:: Parts of the exercise ::
**A.** According to the passage about Dick and the Karibuni Kwa Lewa Children's Home, since what year has the project been entirely self-sufficient?
**B.** Extend the passage about Dick and the Karibuni Kwa Lewa Children's Home, picking up after its final sentence.

:: Extract ::
The wife of the program director had an idea. There was someone she knew who could use his business acumen – Phyllis “Mama” Keino, who had started a grassroots effort in the wake of the AIDS epidemic – Karibuni Kwa Lewa Children’s Home. That meeting set the course for the next 20 years of the Landis’ lives.

Dick is relaxed and amiable – one of those natural-born leaders. He told the story of friendships and connections, business revenue used for good, generative ideas that led to saving children – and sustainable solutions for entire communities. There is a saying: You can do well, but if you do not also do good, then you can never be truly happy. His father and his business mentor both taught him to give back.

“Just giving the money is too easy. You’ve got to get your hands dirty and be part of it,” Dick said. “If you don’t, you’re wasting your time.”

Through the power of partnership with Bread and Water for Africa, the Landis’ helped supply clean water to an entire village, helped build a medical clinic, a high school, a primary school and helped upgrade the children’s home and make it fully sustainable. First, though, Dick had to convince some people to think differently.

In 2003, he attended a meeting of the board of directors of the children’s home.

“I said to them: ‘I have established a business plan here. It’s a rough outline. We’re going to change it. It’s a living document, but it’s our guide for how we are going to proceed in this business. I’m raising $1 million a year to sustain this project. I don’t mind doing it. I don’t begrudge that, but I’m not going to do it forever. We are going to establish and operate this business plan because by 2014 this project will be self-sufficient,’” he said. “I will tell ya – I was looking at a whole table of deer in the headlights.”

He explained that he had to stay on top of it because he noticed cultural differences in the way long-term projects are approached.

Many people in Africa do not think in terms of possibilities. “They often think in realities,” he said. “The reality is, it is hard to plan five years down the road if your belly is empty.”

His plan of making use of funds from a for-profit primary school and proceeds from the sale of farm products to support the children’s home came to fruition. The project has been entirely self sufficient since 2014. He said the people involved made it happen.

Now, the farm that helps sustain the children’s home has 180 head of cattle, which started from a Rotary donation of one bull and five cows. They hired a Dutch farm manager who used those cows to create a thriving dairy farm, cheese that they process and sell. Fresh vegetables are grown. Plus, there are now hot showers for children who have never known such luxuries. It is a place of celebration through community and empowerment through education.

:: Extracted records ::
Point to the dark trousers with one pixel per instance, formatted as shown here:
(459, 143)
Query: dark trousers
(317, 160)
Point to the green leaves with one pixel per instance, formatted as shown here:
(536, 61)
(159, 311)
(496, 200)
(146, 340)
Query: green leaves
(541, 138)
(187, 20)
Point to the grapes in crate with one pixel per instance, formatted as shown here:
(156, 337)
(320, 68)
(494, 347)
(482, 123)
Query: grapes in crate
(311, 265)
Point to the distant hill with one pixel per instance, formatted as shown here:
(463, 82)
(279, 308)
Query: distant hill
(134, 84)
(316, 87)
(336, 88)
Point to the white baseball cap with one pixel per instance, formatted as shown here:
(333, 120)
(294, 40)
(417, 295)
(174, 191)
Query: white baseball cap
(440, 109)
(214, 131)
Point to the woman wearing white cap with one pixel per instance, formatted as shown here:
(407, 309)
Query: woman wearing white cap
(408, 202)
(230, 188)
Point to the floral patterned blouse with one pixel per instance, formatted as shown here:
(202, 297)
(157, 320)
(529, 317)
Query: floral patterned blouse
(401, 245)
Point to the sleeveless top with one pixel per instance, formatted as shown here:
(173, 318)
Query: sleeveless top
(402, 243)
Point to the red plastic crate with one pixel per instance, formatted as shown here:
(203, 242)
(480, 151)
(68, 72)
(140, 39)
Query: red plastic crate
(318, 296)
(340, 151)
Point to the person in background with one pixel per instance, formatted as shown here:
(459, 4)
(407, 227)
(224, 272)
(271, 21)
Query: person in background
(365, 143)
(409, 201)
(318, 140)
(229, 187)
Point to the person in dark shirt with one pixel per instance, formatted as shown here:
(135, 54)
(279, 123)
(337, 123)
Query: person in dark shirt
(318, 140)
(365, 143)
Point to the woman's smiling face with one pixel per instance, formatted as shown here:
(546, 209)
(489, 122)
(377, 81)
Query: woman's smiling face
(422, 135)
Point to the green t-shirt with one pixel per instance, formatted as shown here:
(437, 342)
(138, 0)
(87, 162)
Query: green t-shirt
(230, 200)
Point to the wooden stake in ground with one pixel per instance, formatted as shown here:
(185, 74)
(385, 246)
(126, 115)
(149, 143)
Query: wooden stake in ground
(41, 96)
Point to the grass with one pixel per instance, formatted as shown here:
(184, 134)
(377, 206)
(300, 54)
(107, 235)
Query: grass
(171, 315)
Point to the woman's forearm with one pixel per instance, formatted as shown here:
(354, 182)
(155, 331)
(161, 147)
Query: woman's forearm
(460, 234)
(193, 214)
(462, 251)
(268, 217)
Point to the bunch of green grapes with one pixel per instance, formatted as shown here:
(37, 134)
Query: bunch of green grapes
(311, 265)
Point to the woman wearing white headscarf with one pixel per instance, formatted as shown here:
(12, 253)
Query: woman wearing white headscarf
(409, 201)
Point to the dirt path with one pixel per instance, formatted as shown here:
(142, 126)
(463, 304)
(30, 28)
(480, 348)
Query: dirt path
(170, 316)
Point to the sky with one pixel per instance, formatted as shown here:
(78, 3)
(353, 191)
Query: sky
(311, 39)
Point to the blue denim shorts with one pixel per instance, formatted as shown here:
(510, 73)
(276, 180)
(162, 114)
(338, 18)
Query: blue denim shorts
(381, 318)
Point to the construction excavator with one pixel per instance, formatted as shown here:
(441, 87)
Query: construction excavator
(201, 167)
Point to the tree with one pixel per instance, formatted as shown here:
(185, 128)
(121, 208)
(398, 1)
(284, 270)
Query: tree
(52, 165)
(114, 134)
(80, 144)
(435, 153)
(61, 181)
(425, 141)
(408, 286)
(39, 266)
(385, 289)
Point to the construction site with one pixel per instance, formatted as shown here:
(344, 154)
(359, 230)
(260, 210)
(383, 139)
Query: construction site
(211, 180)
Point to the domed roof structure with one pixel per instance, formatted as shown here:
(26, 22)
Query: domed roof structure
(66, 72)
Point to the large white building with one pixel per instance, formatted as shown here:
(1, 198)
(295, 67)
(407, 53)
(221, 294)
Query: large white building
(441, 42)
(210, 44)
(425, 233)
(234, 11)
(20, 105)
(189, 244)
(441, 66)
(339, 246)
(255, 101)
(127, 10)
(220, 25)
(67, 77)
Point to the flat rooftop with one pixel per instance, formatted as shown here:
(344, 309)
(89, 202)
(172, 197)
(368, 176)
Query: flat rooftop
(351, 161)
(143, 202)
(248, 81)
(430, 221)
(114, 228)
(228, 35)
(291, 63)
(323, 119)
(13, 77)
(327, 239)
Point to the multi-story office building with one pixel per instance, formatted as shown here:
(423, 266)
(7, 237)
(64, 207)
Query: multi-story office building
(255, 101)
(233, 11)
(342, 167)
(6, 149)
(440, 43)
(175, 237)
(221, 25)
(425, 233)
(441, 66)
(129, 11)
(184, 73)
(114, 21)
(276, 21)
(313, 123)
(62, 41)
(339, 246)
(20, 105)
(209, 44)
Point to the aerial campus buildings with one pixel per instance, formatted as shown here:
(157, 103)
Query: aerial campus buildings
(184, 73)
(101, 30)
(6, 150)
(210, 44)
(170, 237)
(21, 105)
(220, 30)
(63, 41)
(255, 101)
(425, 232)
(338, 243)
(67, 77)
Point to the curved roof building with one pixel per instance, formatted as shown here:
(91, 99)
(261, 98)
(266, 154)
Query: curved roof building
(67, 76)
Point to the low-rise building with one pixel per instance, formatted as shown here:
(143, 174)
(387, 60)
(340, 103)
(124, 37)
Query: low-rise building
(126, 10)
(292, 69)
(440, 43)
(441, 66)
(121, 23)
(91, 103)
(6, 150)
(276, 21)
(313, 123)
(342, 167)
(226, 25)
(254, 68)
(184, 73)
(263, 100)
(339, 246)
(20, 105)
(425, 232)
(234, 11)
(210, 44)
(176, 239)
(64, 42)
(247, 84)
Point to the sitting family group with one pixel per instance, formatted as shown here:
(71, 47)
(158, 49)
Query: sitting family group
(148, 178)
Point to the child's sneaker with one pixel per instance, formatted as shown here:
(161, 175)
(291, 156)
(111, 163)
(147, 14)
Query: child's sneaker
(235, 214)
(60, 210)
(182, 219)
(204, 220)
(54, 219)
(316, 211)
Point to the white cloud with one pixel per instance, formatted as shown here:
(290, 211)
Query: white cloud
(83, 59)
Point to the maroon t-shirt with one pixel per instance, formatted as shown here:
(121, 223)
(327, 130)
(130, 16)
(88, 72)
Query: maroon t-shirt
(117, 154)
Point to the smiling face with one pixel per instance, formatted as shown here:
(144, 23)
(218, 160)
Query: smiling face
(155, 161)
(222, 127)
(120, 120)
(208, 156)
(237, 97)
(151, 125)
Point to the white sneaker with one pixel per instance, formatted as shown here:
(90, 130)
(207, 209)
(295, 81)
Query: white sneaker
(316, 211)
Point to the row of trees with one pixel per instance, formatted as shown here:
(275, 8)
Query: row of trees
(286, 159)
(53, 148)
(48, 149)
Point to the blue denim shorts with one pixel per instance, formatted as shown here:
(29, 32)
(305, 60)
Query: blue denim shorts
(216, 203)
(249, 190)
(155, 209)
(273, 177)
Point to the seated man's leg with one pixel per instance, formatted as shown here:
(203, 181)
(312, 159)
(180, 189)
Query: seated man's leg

:: Written responses ::
**A.** Since 2014.

**B.**
Dick said that every child has a story. He becomes emotional when he talks about William – the Kenyan boy he almost adopted; the boy with the guileless grin who just graduated from high school – thanks to the children’s home. William was buried alive alongside his twin brother by his parents. A dog dug him up and gave him a second chance at life. Implications of the sustained lack of oxygen continue today, but William is joyful, deeply loved by people in his community – and by the Landis’ here in Big Sky.

The couple just celebrated 55 years of marriage and will soon leave Big Sky to head back to Iowa – back to their roots and closer to their children. It was there that they developed the means to help people in Africa. Dick functioned as a collegiate track coach for both Coe College and Cornell College while also forging his path as an entrepreneur and businessman. A “track freak” he has always loved coaching middle distance runners – and has coached many Olympic distance runners. He said he was a coach before he ever knew he was a coach. Incidentally, his business card does not say CEO. It says “head coach”.

Tom Parseghian, a golfing budding of Dick’s from Spanish Peaks describes the couple as a class act. He wrote in an email that he admires them and is sorry they are leaving.

Their time in Africa “taught us to be aware of the needs, and then as far as we are capable to address those needs as much as we could do. I think it has taught us to be tolerant and to be observant,” Dick said. “People have an obligation within their means to do whatever they can do.”